**Challenge:**
Lay out as a numbered list the lines of the material that begin with the line containing "--detect collar of jacket --source image" and continue through the line containing "[217,60,264,150]". Include both of those lines and leave out any blank lines.

**Records shown:**
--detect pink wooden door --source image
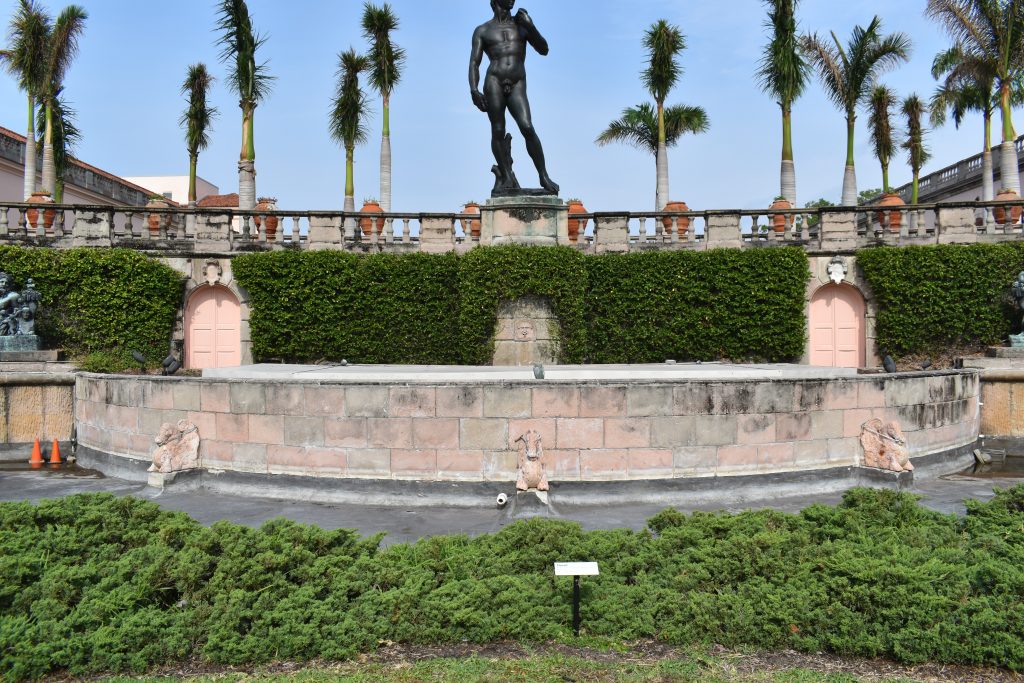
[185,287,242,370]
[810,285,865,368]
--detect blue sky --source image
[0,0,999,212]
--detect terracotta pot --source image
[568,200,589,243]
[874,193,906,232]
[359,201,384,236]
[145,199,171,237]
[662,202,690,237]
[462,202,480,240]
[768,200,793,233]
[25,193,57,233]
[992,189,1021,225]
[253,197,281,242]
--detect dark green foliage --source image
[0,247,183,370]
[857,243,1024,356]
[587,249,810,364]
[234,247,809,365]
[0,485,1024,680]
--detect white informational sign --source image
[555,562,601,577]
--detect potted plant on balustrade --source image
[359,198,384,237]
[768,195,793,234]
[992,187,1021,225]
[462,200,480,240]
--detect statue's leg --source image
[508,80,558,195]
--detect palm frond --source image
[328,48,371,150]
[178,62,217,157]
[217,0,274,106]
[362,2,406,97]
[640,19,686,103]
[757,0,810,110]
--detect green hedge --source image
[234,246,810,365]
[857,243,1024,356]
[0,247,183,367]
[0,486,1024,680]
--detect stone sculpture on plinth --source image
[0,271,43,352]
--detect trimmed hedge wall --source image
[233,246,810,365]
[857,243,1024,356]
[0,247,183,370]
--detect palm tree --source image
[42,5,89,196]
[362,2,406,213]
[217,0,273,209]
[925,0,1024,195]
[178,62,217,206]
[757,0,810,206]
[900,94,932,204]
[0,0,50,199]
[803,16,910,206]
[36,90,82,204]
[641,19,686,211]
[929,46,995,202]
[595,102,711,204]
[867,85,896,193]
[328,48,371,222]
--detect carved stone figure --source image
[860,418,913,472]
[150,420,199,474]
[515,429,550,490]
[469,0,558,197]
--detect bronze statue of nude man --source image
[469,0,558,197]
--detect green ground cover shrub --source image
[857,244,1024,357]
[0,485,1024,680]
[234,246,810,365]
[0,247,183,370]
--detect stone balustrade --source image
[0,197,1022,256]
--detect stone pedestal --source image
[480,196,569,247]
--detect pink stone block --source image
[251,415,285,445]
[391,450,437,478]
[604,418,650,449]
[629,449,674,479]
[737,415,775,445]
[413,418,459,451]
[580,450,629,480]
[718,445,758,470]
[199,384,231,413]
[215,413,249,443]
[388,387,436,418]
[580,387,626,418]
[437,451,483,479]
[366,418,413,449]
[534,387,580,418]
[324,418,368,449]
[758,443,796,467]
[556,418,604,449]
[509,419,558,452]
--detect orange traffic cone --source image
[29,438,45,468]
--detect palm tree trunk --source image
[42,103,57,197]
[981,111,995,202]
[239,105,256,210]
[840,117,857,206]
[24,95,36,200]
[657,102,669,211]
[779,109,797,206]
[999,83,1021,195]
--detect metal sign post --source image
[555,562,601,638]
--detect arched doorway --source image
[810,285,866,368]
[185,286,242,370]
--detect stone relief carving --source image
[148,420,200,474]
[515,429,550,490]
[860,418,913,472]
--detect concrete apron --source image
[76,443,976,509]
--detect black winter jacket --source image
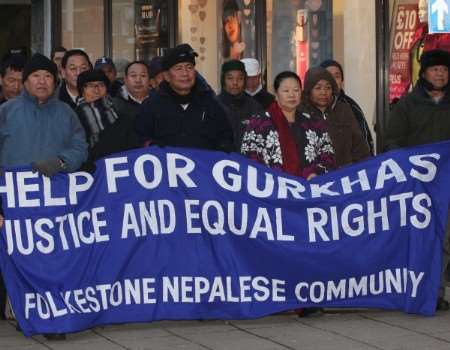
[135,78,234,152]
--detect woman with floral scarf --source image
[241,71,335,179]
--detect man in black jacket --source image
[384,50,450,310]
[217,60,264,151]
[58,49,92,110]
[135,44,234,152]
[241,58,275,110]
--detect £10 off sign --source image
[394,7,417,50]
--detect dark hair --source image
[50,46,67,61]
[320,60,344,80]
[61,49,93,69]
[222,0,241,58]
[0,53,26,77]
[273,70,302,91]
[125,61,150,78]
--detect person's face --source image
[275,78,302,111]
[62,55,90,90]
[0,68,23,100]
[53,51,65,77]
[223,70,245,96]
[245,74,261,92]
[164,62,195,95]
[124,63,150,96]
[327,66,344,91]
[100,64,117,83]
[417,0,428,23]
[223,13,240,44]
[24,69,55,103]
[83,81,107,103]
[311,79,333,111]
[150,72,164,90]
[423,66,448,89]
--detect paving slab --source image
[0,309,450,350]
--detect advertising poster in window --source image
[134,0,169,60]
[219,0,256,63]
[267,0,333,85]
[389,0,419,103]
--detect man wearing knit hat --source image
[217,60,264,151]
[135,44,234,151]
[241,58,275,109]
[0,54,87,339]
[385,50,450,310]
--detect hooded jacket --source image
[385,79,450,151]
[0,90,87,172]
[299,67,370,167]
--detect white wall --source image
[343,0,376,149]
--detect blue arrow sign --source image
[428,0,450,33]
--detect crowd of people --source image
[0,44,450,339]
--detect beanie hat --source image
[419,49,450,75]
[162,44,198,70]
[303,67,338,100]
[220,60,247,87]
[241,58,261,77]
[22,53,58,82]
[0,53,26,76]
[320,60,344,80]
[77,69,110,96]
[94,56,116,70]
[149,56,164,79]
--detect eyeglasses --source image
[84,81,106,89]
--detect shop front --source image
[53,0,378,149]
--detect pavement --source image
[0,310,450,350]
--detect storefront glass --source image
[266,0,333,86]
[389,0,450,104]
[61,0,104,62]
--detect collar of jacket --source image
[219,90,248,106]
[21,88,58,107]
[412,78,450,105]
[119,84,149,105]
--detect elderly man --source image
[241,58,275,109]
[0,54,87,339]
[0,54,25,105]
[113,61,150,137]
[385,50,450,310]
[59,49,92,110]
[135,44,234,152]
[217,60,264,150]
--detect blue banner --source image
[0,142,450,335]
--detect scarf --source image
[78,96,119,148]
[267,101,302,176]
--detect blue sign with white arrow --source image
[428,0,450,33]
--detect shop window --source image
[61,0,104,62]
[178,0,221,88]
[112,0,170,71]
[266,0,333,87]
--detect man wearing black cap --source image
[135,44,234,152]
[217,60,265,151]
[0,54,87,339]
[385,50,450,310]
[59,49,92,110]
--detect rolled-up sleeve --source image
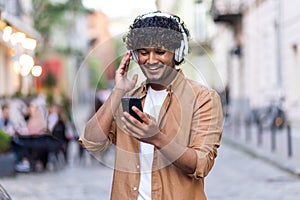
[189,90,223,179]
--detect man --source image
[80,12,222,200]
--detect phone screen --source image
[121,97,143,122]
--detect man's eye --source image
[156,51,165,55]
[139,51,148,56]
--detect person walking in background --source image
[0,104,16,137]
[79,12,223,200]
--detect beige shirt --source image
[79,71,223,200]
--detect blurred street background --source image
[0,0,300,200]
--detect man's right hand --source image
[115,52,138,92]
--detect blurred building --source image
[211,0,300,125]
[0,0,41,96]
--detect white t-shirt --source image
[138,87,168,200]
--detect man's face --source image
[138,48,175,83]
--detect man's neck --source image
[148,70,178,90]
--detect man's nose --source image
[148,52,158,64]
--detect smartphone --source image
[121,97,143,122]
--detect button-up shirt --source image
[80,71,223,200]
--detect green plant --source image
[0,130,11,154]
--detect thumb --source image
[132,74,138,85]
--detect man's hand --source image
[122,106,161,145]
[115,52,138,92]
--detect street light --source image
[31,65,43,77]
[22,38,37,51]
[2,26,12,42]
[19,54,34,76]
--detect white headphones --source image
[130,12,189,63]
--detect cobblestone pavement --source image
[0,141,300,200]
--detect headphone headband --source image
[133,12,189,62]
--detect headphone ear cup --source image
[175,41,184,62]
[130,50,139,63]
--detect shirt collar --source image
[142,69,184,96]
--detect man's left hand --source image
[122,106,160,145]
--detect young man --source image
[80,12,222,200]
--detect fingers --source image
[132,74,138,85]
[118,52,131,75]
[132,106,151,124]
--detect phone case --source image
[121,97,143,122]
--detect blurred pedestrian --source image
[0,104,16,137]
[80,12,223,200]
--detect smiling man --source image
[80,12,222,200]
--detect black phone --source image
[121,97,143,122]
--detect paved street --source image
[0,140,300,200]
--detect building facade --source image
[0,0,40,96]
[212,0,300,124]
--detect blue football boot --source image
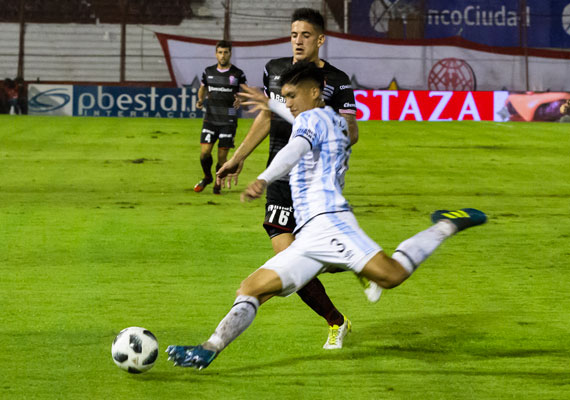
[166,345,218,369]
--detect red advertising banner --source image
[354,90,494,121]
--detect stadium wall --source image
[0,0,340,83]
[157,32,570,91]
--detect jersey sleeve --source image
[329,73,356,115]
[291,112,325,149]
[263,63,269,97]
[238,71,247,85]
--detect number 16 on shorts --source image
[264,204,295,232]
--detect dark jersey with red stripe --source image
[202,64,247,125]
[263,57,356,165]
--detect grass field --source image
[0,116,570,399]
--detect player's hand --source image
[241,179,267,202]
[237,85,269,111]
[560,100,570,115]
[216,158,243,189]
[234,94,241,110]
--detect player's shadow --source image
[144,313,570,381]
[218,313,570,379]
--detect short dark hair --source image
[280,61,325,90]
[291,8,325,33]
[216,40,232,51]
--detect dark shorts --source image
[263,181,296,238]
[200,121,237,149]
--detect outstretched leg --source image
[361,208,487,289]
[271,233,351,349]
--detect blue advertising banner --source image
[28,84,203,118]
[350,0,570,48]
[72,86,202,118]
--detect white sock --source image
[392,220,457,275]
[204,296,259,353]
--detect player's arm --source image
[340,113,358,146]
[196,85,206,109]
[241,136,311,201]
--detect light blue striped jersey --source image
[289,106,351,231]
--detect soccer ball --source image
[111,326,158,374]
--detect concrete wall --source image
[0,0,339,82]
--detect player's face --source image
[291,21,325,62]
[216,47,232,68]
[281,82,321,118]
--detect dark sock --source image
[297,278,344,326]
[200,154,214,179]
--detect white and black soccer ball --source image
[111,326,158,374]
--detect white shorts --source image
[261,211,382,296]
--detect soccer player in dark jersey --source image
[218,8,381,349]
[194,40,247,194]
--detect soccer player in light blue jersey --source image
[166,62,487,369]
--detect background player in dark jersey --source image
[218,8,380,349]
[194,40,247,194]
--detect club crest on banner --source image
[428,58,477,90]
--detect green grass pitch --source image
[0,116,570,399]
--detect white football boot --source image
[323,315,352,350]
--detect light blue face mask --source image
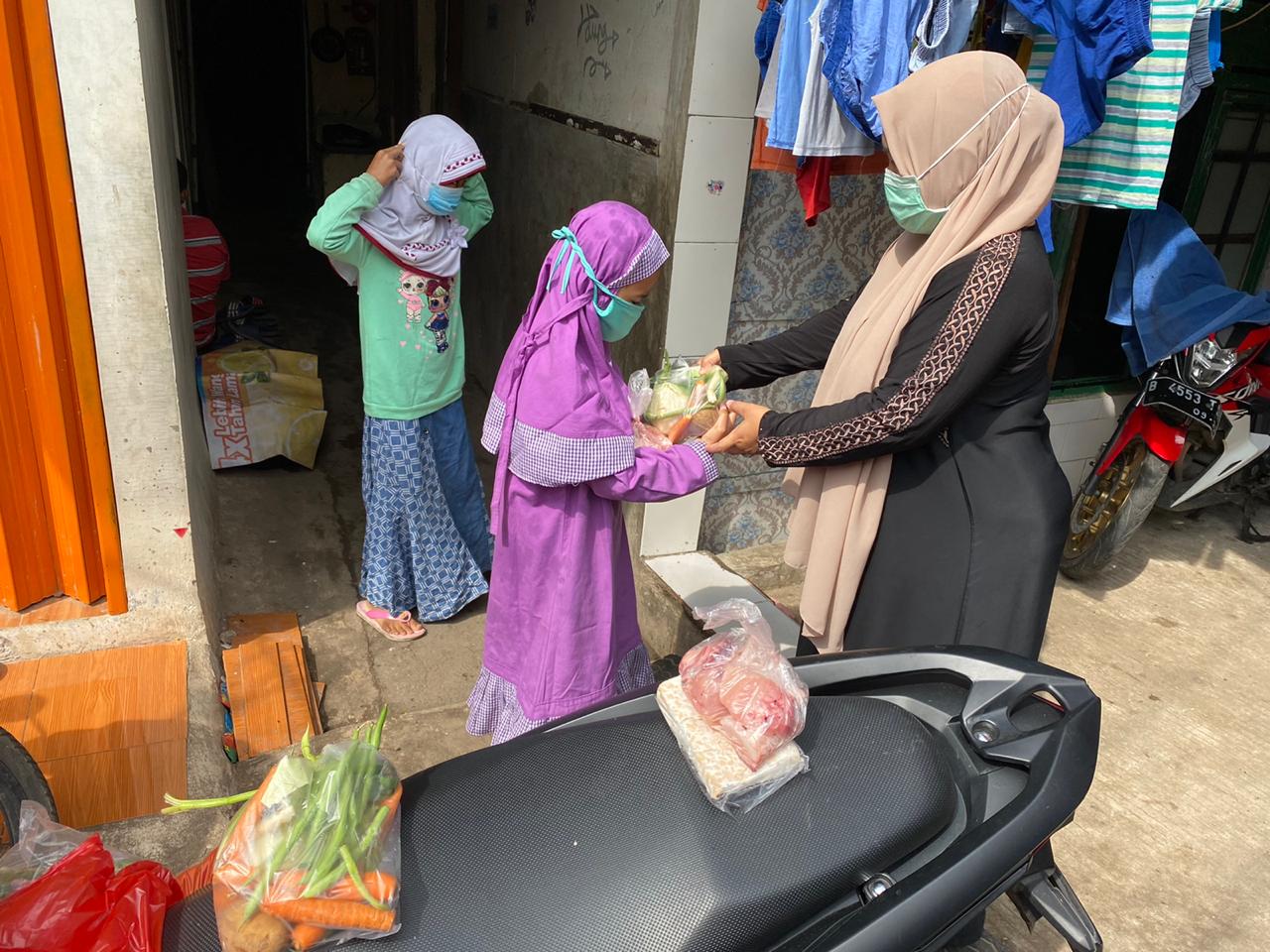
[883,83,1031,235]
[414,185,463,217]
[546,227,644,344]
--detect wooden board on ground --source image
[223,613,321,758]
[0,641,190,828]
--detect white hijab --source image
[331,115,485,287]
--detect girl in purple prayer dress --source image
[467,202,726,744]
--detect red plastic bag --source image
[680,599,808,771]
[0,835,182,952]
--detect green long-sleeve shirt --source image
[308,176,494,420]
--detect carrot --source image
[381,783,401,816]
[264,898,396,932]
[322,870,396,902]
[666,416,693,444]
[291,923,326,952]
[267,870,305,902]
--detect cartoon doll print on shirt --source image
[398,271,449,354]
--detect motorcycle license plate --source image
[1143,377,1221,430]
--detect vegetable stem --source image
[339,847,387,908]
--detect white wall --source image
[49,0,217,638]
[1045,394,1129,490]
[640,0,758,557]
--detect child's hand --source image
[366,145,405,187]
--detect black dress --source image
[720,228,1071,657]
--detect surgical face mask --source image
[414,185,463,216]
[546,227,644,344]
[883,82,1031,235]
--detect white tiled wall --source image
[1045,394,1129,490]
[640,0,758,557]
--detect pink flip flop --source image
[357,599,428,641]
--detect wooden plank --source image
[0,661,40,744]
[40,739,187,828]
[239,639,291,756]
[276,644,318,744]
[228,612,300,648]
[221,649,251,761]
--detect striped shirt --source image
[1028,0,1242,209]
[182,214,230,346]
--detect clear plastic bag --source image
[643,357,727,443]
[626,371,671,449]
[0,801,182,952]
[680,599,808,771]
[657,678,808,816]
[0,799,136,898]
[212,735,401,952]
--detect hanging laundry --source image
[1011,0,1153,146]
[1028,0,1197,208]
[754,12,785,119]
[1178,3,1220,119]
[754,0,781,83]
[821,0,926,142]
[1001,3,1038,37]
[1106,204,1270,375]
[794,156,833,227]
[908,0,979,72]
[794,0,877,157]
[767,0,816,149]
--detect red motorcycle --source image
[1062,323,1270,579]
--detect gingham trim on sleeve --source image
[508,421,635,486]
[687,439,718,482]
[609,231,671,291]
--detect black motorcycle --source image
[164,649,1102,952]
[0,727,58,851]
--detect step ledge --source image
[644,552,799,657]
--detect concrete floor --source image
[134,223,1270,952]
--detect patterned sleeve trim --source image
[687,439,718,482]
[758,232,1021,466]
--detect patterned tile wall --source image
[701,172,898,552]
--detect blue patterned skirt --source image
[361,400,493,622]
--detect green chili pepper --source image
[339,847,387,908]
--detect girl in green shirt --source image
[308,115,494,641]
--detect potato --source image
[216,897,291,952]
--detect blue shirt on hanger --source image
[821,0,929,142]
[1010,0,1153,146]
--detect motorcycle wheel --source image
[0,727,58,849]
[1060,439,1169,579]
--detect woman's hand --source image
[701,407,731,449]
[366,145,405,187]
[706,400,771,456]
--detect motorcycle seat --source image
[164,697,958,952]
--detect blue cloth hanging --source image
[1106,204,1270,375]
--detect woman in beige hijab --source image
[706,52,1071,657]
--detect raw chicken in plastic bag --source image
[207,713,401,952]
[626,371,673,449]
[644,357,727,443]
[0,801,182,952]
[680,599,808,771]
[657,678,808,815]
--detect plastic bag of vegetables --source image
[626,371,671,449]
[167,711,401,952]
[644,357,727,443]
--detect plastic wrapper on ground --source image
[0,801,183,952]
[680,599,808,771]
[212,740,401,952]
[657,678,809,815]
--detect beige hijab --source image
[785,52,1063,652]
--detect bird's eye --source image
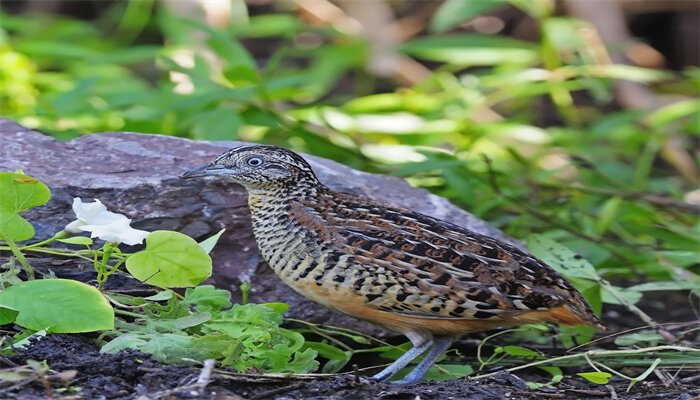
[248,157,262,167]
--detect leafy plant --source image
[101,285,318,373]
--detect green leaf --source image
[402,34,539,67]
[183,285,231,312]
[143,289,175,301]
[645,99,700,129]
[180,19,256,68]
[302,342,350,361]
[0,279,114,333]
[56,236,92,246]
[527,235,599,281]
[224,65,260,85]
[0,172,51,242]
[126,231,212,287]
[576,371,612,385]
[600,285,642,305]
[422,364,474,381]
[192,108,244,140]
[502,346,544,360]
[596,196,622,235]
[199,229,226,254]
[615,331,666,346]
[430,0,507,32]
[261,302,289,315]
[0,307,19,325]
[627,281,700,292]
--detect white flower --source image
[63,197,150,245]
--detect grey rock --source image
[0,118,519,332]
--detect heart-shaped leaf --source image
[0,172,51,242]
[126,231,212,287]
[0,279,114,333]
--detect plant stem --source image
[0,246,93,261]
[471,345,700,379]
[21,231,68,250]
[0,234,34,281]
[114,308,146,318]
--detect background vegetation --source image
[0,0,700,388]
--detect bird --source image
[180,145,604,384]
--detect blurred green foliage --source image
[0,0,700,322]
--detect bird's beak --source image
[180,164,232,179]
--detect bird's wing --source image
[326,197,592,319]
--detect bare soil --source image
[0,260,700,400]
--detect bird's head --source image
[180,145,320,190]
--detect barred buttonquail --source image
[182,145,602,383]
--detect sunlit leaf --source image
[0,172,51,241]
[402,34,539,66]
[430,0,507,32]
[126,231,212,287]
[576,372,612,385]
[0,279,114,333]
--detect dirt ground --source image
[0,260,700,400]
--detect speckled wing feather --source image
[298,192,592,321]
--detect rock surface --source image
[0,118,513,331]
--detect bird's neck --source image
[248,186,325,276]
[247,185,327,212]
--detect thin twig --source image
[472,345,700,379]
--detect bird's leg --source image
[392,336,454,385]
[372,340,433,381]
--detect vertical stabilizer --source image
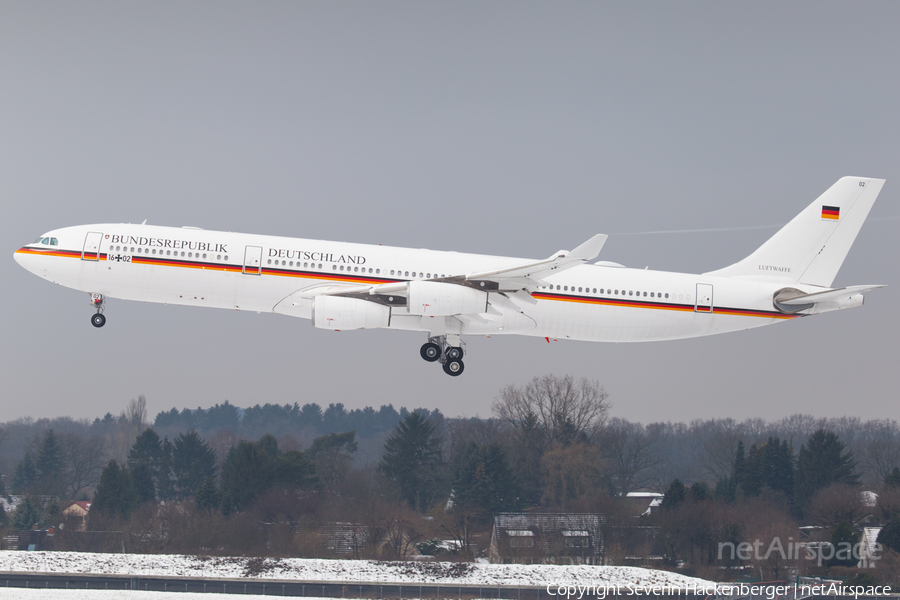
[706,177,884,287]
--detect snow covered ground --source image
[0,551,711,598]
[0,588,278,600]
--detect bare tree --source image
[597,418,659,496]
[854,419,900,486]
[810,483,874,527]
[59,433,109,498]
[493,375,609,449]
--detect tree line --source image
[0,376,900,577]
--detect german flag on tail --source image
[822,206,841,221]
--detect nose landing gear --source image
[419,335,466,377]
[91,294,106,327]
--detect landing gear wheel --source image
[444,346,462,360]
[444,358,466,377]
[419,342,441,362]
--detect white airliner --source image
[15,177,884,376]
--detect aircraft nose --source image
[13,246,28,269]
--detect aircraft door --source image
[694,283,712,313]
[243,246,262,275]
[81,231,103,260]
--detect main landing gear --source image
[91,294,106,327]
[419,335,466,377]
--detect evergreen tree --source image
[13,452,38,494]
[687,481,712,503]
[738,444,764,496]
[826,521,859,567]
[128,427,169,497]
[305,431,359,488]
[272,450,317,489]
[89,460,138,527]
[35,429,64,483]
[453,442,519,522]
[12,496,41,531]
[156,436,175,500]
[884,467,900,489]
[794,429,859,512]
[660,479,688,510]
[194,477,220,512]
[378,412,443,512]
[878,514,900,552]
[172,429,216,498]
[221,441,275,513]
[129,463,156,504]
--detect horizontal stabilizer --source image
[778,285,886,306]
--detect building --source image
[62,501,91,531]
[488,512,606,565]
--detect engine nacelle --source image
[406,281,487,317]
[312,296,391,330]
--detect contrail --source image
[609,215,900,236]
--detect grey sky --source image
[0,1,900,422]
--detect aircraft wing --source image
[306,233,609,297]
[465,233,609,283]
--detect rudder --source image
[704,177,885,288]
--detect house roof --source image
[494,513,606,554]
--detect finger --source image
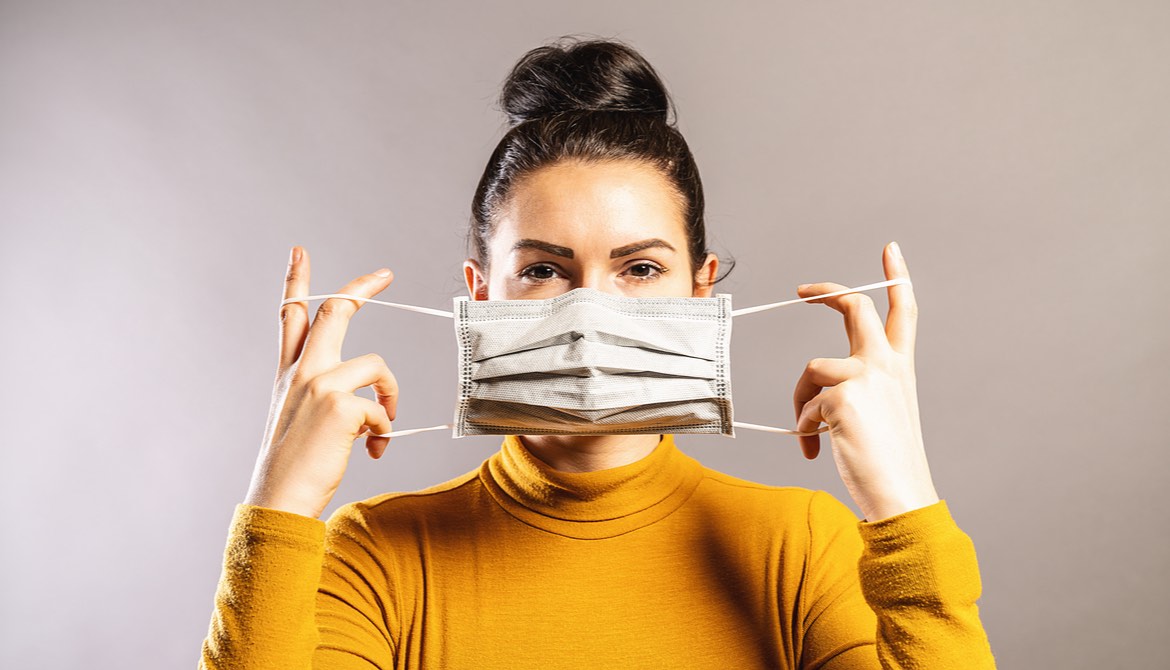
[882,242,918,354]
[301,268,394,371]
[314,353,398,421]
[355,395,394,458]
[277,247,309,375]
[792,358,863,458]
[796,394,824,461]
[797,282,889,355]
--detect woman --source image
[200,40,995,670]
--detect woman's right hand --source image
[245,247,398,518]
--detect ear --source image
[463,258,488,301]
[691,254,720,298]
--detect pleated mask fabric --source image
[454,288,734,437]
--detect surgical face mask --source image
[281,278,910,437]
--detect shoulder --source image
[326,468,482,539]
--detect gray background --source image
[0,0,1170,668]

**The reply:**
1. --detect collar of jacket --source image
2. [219,90,248,106]
3. [21,88,58,107]
4. [412,78,450,105]
5. [119,84,149,105]
6. --detect elderly man --source image
7. [241,58,275,109]
8. [0,54,87,339]
9. [0,54,25,105]
10. [113,61,150,137]
11. [385,50,450,310]
12. [59,49,92,110]
13. [135,44,234,152]
14. [217,60,264,150]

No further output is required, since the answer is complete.